## Data for this exercise
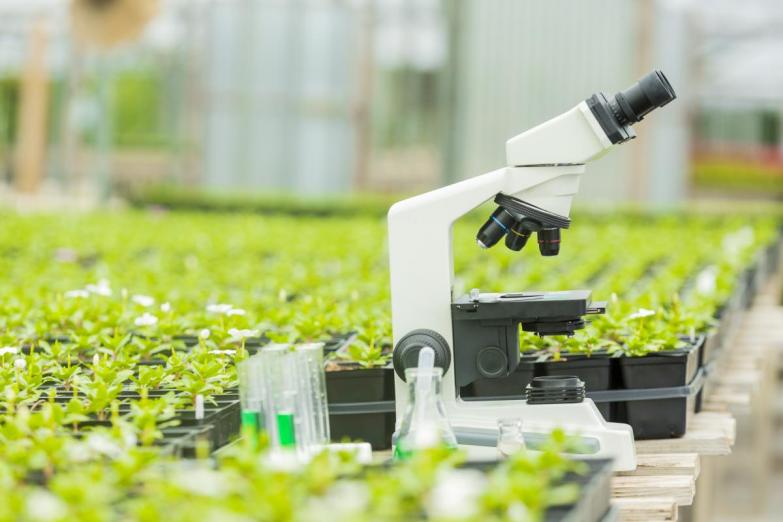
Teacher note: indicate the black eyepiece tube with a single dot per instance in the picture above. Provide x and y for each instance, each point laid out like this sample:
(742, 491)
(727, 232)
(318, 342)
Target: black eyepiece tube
(651, 92)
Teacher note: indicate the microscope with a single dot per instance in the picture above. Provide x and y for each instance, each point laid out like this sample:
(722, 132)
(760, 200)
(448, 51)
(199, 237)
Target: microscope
(477, 335)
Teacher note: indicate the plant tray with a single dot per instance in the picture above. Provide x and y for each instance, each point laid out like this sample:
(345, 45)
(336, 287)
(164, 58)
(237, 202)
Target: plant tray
(595, 495)
(658, 393)
(361, 405)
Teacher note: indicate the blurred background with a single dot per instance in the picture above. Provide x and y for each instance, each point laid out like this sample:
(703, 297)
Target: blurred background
(112, 98)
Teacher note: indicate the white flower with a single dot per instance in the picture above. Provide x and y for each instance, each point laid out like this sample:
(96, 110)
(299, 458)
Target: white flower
(219, 308)
(237, 334)
(40, 505)
(641, 313)
(146, 319)
(225, 309)
(518, 512)
(143, 300)
(100, 288)
(79, 452)
(456, 493)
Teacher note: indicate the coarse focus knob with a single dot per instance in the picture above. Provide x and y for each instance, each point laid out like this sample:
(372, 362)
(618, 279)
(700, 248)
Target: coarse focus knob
(406, 352)
(492, 362)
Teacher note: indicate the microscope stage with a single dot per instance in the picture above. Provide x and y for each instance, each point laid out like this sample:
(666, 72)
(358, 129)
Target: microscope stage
(526, 306)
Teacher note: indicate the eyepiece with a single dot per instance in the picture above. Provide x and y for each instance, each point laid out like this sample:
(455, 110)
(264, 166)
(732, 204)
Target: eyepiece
(651, 92)
(549, 241)
(495, 228)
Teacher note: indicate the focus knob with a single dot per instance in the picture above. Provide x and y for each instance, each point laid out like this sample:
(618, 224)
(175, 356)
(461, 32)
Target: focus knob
(406, 351)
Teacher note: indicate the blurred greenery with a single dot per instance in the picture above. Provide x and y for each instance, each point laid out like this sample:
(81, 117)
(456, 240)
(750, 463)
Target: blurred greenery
(724, 174)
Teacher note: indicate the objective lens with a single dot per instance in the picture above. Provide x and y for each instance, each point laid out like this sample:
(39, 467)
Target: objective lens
(495, 228)
(549, 241)
(517, 237)
(651, 92)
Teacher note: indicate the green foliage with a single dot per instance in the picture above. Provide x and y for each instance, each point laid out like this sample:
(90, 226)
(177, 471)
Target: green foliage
(96, 305)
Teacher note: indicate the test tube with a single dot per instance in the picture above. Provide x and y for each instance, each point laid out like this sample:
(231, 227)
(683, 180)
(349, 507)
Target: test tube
(280, 383)
(251, 399)
(312, 382)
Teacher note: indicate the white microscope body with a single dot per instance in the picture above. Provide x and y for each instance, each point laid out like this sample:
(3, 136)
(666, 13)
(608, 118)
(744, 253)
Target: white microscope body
(543, 168)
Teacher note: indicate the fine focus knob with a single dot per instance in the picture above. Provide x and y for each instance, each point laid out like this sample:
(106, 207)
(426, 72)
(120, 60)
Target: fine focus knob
(492, 362)
(406, 352)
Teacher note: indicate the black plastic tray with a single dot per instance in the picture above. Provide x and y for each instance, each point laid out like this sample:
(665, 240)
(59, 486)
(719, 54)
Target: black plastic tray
(595, 495)
(361, 405)
(657, 418)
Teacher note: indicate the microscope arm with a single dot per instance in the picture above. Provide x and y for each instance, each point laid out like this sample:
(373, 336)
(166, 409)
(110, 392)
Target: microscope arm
(420, 235)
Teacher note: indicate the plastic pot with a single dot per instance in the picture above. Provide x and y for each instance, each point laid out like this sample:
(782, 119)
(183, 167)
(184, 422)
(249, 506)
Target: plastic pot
(658, 418)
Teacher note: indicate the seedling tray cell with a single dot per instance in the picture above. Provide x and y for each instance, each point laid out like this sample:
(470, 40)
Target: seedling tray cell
(353, 395)
(658, 418)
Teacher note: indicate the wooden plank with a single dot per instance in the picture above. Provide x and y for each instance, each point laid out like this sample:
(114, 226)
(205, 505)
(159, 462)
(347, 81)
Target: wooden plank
(653, 509)
(681, 488)
(656, 464)
(709, 433)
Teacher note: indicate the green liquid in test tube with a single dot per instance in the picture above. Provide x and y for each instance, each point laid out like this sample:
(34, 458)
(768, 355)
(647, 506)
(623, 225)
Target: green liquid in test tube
(285, 429)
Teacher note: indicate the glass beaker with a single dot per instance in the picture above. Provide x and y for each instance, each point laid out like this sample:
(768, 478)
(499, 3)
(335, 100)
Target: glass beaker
(511, 438)
(424, 424)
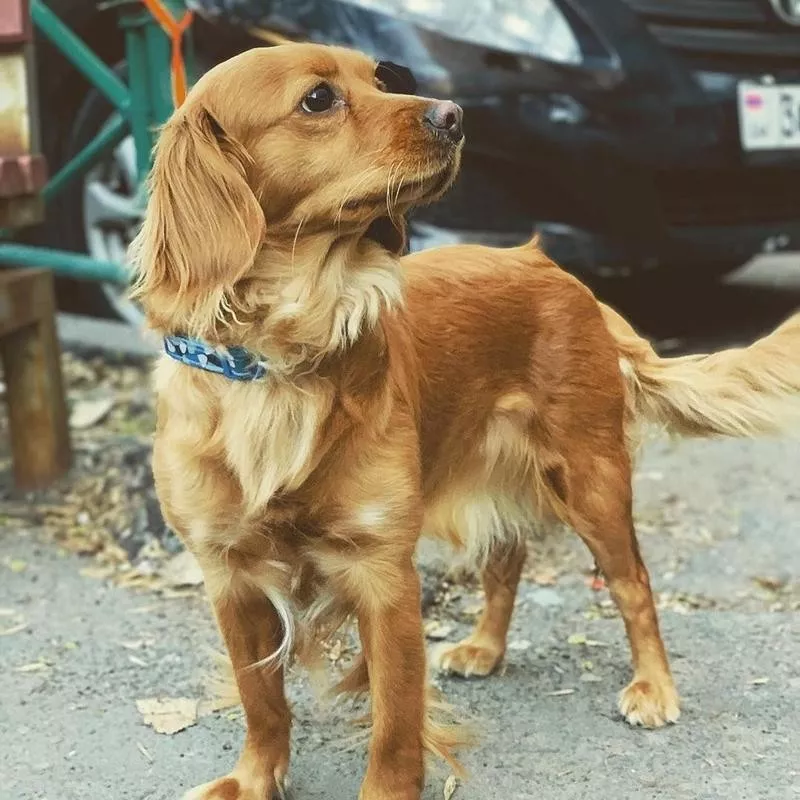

## Exercise objective
Every line in the data above needs to be given again exactly, pictures aside.

## Output
Teacher note: indicate the black eyepiece tube with a single dot per instance in the picture above. Provide x and y for each instance, each point laid out like this sample:
(742, 491)
(727, 232)
(318, 342)
Target: black eyepiece tube
(651, 92)
Teacher note: indicate the microscope with a single dot per instance in the picture above. Provide x and y for each instance, each point laid out like this sample:
(722, 132)
(760, 200)
(448, 51)
(199, 237)
Target: microscope
(477, 335)
Teacher note: indicate the plant tray with a single dot per instance in the picture above. Provide x and y for each instance, each point laid out like this sample:
(345, 45)
(336, 287)
(164, 58)
(237, 202)
Target: plant tray
(595, 495)
(658, 393)
(361, 405)
Teacher note: indicate the blurred background with a single dot per instance in the picture above. Provide x and y for each instance, each point laid out like this sample:
(703, 297)
Target: blurred background
(112, 98)
Teacher note: indicate the white flower with a single dot per instance in the picture above. Provide x and y for each instance, each point laid out like this sample:
(96, 110)
(299, 458)
Target: white flower
(219, 308)
(237, 334)
(40, 505)
(641, 313)
(146, 319)
(225, 309)
(518, 512)
(143, 300)
(100, 288)
(79, 452)
(456, 493)
Teacher note: indicate the coarse focus knob with a single dot per instance in the picture above. Provide x and y for each instance, each point laid out like this sample:
(372, 362)
(618, 279)
(700, 248)
Target: coarse focus knob
(406, 352)
(492, 362)
Teacher note: indicate the microscope stage with a single dot per instance in the picture above. Provide x and y for each instance, each point laid out like this sample:
(666, 72)
(358, 129)
Target: microscope stage
(526, 306)
Teacher note: indicate the eyepiece with a single dot per instance in the picture above. Provide x and y for each instance, each point laid out like this sample:
(455, 110)
(264, 166)
(732, 204)
Target: eyepiece
(651, 92)
(549, 241)
(495, 228)
Teacher note: indicate the focus knob with a single dot per instance in the picture above. Provide x and y for each instance, each point laid out like this sample:
(618, 224)
(175, 356)
(461, 32)
Target: focus knob
(406, 351)
Teacher note: indicate the blurred greenery with a single dot per instance in the picture above. Provide x and y for each instance, each point laid out like this sample:
(81, 117)
(456, 240)
(750, 463)
Target: blurred greenery
(724, 174)
Teacher note: indicate the objective lens with a single dot per instance in the picture above. Provide x and y for each instance, each point laid out like this sample:
(39, 467)
Target: objective lens
(495, 228)
(549, 241)
(517, 237)
(651, 92)
Teacher note: indicate the green foliage with a single dot per instance in the picture above. Provide x and y for each instance, each point laid out like this sample:
(90, 226)
(177, 471)
Target: green foliage
(96, 305)
Teacher note: indicate the test tube with a single dot per instance in the picture above. Provide x and y for each instance, each point laid out like this sample:
(231, 227)
(683, 180)
(349, 507)
Target: test tube
(280, 383)
(251, 399)
(312, 382)
Teacher note: indicate the white microscope body with a single dot per instance in the picture above. Provide x and y for each instance, each point laid out like this sample:
(3, 136)
(666, 13)
(608, 118)
(744, 253)
Target: white microscope body
(543, 168)
Teacher note: indicate the fine focus knob with a single dot per instance in the picture above. Provide x and y for each instance, each point laid out like this sample:
(106, 207)
(426, 72)
(120, 60)
Target: fine focus knob
(492, 362)
(406, 352)
Teacher note: indicate the black plastic tray with a single dot per instance in the picture above. Provide x and y for each instance, each point laid out like this sample:
(665, 240)
(59, 486)
(719, 54)
Target: black plastic tray
(595, 495)
(361, 405)
(657, 418)
Teacher note: indicate the microscope arm with a single dot per instance in the picture above. Provide x and y for each instance, each point laid out like this sample:
(373, 336)
(166, 409)
(110, 392)
Target: microscope arm
(420, 235)
Teacher note: indicate the plastic pot with a single dot per instance in the picture above. Provide x and y for each instance, each point laid out like this sample:
(782, 119)
(183, 167)
(184, 422)
(249, 506)
Target: plastic pot
(658, 418)
Teacher note: indicate the seedling tray cell with a single dot per instance in the picture above. Provide x and y for each instance, each point laid out like this sample:
(470, 40)
Target: seedling tray cell
(353, 395)
(658, 418)
Teacher note: indicate the wooden plank with a single dot per instance in the picture above. Provide x and y for each instance, each point laid out like this sample:
(114, 226)
(205, 505)
(159, 462)
(347, 81)
Target: wooden plank
(653, 509)
(681, 488)
(656, 464)
(709, 433)
Teacher note: indicate the green liquid in test tube with a single dot per instance in the picture above. Provide x and y for each instance, each point laid out like this sample:
(34, 458)
(768, 355)
(647, 506)
(623, 225)
Target: green liquid in test tube
(285, 429)
Teacher note: indicate the glass beaker with a single dot per instance in the picture above. Provide x and y for each instance, each point laid out like this sample:
(768, 478)
(499, 3)
(335, 100)
Target: glass beaker
(511, 438)
(424, 424)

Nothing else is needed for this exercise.